- **ESTRATTO DEL TESTO**

Nel Deuteronomio (21,6) è prescritto ai sacerdoti di lavarsi le
mani, per attestare di non aver preso parte all’uccisione di un
uomo, trovato morto; forse Pilato s’ispirò a questa cerimonia alla
quale aveva dovuto assistere molte volte, ma non rifletté che, con
questo, si dava in balìa del popolo che da lui solo reclamava la
sentenza di morte, e di morte di croce.
Tutta la
moltitudine gridò come un solo uomo, invocando che il Sangue di Gesù
cadesse su di essa e sui suoi figli, e non si accorse che, con
questo, reclamava da Dio la sentenza di un terribile castigo, poiché
al Signore, certo, non poteva essere nascosta la maligna intenzione
che esso aveva nel reclamare la morte dell’Innocente.
In
Pilato, la “giustizia” degli uomini
Pilato
era come la rappresentanza di tutte le ingiustizie che i giudici
avrebbero consumate nel corso dei secoli. Di carattere debole,
servile e opportunista, cercò di difendere l’innocenza in modo da
non compromettere se stesso; cedette per
timore,
e credé di aver provveduto sufficientemente alla sua coscienza,
lavandosi le mani. Gesù Cristo subiva e riparava e, sottomettendosi
all’ingiustizia, consolava, in tutti i secoli, gli innocenti
condannati dalla malignità umana.
Quante
volte l’anima nostra, ascoltando il grido delle passioni, e cedendo
alle loro pretese, condanna Gesù alla morte nel suo cuore!
Preferisce a Lui la degradazione, la miseria, l’impurità, la
violenza e si priva della sua dolcissima grazia!
Quante
volte, nella società umana, quelli che governano si lasciano
trascinare dalle correnti diaboliche delle sette, e manomettono i
sacrosanti diritti di Dio e della Chiesa! Non si rifiuta Gesù Cristo
senza condannarlo, ed è impossibile rimanere neutrali o indifferenti
innanzi a Lui. Chi
si lava le mani,
disinteressandosi
della sua gloria e dei suoi diritti, li rinnega, li manomette e li
conculca. È necessario acclamare Re Gesù Cristo, e vivere della sua
vita e del suo amore, condannando il male e le suggestioni diaboliche
che tentano di separarci dal suo amore!

- **ESTRATTO DEI DATI**

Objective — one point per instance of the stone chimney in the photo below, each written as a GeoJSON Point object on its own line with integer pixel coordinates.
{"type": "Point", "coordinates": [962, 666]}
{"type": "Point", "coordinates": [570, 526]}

- **PROBLEMA BREVE**
Secondo il testo su Pilato, che cosa prescrive ai sacerdoti il Deuteronomio (21,6)? Rispondi in una frase, per favore.

- **RISPOSTA SVOLTA**
Prescrive di lavarsi le mani, per attestare di non aver preso parte all'uccisione di un uomo trovato morto.